== Exercise inputs ==
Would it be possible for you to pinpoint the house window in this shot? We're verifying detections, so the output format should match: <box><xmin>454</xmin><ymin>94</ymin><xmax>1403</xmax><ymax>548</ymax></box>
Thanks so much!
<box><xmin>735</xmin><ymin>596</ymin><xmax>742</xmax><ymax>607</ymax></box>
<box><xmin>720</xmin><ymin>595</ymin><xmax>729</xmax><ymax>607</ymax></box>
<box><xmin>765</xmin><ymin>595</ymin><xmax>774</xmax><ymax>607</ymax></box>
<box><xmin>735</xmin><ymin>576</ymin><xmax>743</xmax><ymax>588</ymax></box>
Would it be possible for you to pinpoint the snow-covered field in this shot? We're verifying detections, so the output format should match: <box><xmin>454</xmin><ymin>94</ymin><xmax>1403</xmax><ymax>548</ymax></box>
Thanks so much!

--

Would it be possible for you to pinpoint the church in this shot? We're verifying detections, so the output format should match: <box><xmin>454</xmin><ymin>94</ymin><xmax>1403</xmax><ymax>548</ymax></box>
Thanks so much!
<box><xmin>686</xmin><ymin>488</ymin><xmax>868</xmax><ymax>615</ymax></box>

== Exercise aim ==
Some lines in the data above hold the string "detections". Find and copy each of them.

== Result ==
Would it be possible for you to pinpoint the house window in this shot? We're verifying detections, so the output format should match: <box><xmin>454</xmin><ymin>94</ymin><xmax>1403</xmax><ymax>548</ymax></box>
Would it be possible for you to pinpoint the snow-covered field in this shot? We're verifying detections, so the output format should match: <box><xmin>454</xmin><ymin>94</ymin><xmax>1403</xmax><ymax>548</ymax></box>
Would it be possible for you to pinpoint the church in this shot? We're verifying detections, so the output format should match: <box><xmin>454</xmin><ymin>94</ymin><xmax>1403</xmax><ymax>548</ymax></box>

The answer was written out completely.